-- begin --

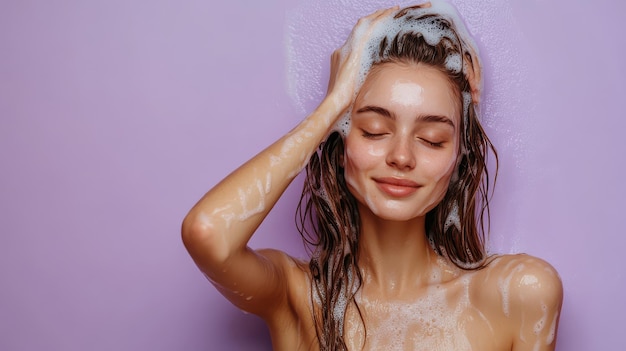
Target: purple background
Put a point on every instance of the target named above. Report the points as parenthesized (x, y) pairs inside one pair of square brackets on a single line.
[(116, 116)]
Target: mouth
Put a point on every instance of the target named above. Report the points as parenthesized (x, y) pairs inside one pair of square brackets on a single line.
[(397, 187)]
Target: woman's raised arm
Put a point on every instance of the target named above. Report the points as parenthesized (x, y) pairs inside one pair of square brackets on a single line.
[(217, 229)]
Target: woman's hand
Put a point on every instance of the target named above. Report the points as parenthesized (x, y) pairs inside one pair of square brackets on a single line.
[(345, 63)]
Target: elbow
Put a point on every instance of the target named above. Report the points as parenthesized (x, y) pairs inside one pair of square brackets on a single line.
[(203, 241)]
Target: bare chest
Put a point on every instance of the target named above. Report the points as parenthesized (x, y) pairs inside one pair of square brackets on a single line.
[(438, 319)]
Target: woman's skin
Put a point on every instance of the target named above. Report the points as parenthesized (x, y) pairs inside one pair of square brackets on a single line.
[(400, 154)]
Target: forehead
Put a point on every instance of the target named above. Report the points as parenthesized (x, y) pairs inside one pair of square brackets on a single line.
[(434, 88)]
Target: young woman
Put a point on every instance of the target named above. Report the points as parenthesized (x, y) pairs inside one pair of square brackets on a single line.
[(392, 208)]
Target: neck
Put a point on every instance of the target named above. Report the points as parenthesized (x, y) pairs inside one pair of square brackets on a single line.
[(395, 256)]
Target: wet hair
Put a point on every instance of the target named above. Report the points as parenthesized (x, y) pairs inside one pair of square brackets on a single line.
[(328, 217)]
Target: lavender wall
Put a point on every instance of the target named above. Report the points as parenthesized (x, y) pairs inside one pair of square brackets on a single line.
[(116, 116)]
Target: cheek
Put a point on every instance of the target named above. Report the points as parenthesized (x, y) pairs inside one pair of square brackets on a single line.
[(441, 168)]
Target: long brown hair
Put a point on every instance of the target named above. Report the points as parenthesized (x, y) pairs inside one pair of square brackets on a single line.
[(327, 215)]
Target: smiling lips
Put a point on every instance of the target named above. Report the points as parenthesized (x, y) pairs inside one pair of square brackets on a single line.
[(396, 187)]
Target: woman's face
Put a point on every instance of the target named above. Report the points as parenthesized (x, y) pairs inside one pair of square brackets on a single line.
[(402, 147)]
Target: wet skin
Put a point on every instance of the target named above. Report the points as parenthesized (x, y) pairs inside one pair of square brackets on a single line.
[(400, 155)]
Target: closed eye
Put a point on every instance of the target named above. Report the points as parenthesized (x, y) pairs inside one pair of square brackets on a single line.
[(369, 135), (431, 143)]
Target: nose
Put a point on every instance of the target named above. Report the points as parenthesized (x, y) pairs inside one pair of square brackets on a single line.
[(401, 154)]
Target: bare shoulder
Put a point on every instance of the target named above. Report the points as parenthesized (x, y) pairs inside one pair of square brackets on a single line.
[(525, 294), (295, 273), (526, 276)]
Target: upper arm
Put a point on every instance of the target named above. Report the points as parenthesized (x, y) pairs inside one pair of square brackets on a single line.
[(254, 281), (535, 292)]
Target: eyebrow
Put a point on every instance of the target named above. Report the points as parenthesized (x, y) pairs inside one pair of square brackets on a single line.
[(422, 118)]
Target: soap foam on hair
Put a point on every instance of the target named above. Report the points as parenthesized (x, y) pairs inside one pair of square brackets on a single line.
[(428, 21)]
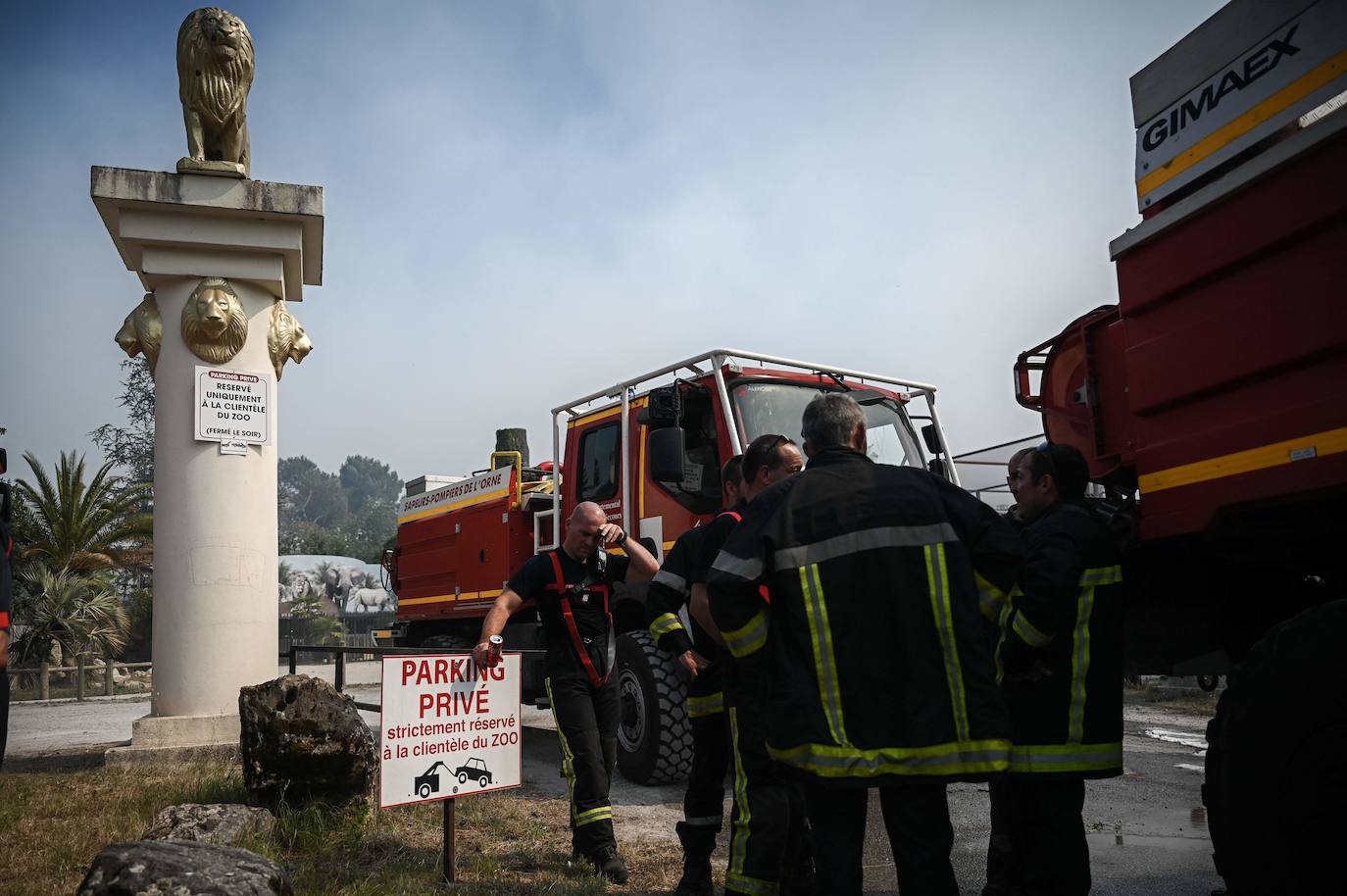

-- end --

* GIVEN EXERCISE
Turn these lines into a Markdown table with two columns, No. for the row number and Line for the line itself, and skip any blank lines. Leave the pictures out of your answer.

* SOLVED PROBLEM
| No. | Line |
|---|---|
| 1 | Target: purple background |
| 2 | Put a point on every instance of the target named above. Report the points as parenthesized (x, y) pairs inside one pair of square brackets on a single line. |
| 3 | [(116, 116)] |
| 4 | Target: mouth |
| 5 | Put a point on every instance of the target named above. Report the points as parenthesized (x, y) pairs inside one pair of square brackets on a single line. |
| 6 | [(397, 187)] |
| 7 | Target: woman's raised arm |
| 8 | Put a point on every instance of the target named above. Report the points as parenthesized (x, y) pairs inside one pair of square brackets on a single line. |
| 9 | [(217, 229)] |
| 10 | Target: woman's hand |
| 11 | Put a point on every instance of the target named above. Report the points as parenthesized (x, y) pairs inside one pair of square brackets on a single line. |
| 12 | [(345, 63)] |
| 13 | Target: elbow |
| 14 | Put a point on every instance of the target named above. Report the points as parenthesized (x, y) pairs inside one pair of square brackets on a single line. |
| 15 | [(203, 241)] |
| 16 | Target: bare chest |
| 17 | Put a point on every instance of the target named above. Report the points as parenthesized (x, y) pairs inside one pair of square brackets on a single line. |
| 18 | [(438, 319)] |
| 19 | Target: woman's skin |
| 20 | Put a point on every instance of the target named above. Report the points as parenthesized (x, y) pairs inside one pair of square brackets on a single line. |
| 21 | [(400, 154)] |
| 22 | Target: forehead |
| 23 | Put a point on every instance of the target named above. Report the points as parenthesized (x, y) pairs inside one pair of square brackets on a single line. |
| 24 | [(434, 88)] |
| 25 | Target: young woman |
| 26 | Put a point on every instance of the target named above. Report the points as parenthesized (x, y) pairs inside one pair of square brackets on a single line. |
| 27 | [(392, 208)] |
| 28 | Target: neck |
| 29 | Put a point on every instance of the target named above. Report the points as parenthesized (x, y) pairs inside one pair of square brackets on a single line. |
| 30 | [(395, 256)] |
| 31 | Target: wet hair |
| 32 | Put a point on every instance of the target named above. Report the points as parenthesized (x, y) pairs inside one pair of square brackets on a single line. |
| 33 | [(328, 217)] |
| 34 | Target: lavender wall |
| 35 | Put a point on every instance of the target named above. Report the points as parenthesized (x, y) pairs inside one pair of square brackets on a single line. |
| 36 | [(116, 116)] |
| 37 | Target: cheek |
| 38 | Put a point on every instance of the target named above. Report the points as parenthesized (x, y) pairs inside one pair of square brackets on a single line. |
| 39 | [(441, 168)] |
| 40 | Target: long brown hair |
| 41 | Put a point on every instance of the target named above. Report the points as parenthesized (x, y) pairs inside one pair of square brackets on a single line. |
| 42 | [(327, 215)] |
| 43 | Target: smiling lips |
| 44 | Put a point on every instance of the target named above. Report the points as parenthesized (x, y) pairs inside one pair of square brackets on a single line. |
| 45 | [(396, 187)] |
| 46 | Target: woman's face |
| 47 | Put a point on every instance of the target named above. Report the points as parenthesized (x, y) pairs inside one pair of square brackets on a single line. |
| 48 | [(402, 147)] |
| 49 | Target: wet skin |
| 50 | Put a point on every instance of the target named above. Report the points as parenthesized (x, y) pairs inside one pair of square brackets on a single line. |
| 51 | [(400, 155)] |
| 52 | Target: closed eye |
| 53 | Put a point on every instance of the target named above. Report the points as parenthesized (x, y) pairs inside one pair of square brackets on a single line. |
| 54 | [(369, 135), (431, 143)] |
| 55 | Target: nose |
| 56 | Put a point on every instance of the target named above. Report the points as parenthesized (x, y) pairs inside one pair of square brackets on a single line. |
| 57 | [(401, 154)] |
| 58 | Target: bare shoulder |
| 59 | Put a point on every instance of the target named above. Report the points as parenthesized (x, y) pairs inside one pair of square brackets on a single line. |
| 60 | [(525, 294), (295, 273), (526, 276)] |
| 61 | Target: upper arm |
| 62 | Put a point on every instance of the target named above. Report the points as parenthesized (x, y) pairs inside one pair of square brackets on a single line. |
| 63 | [(254, 281), (535, 292)] |
| 64 | Target: eyebrow |
| 65 | Put a point on every instance of the target named above. Report the points as parenthesized (x, y) pairs inside one pair of square brackets on a single line. |
| 66 | [(422, 118)] |
| 67 | Target: soap foam on hair |
| 68 | Put a point on every instance of the target named above. Report the points as parenthesized (x, y) pairs inside one pair of square brackets on a single line. |
| 69 | [(428, 21)] |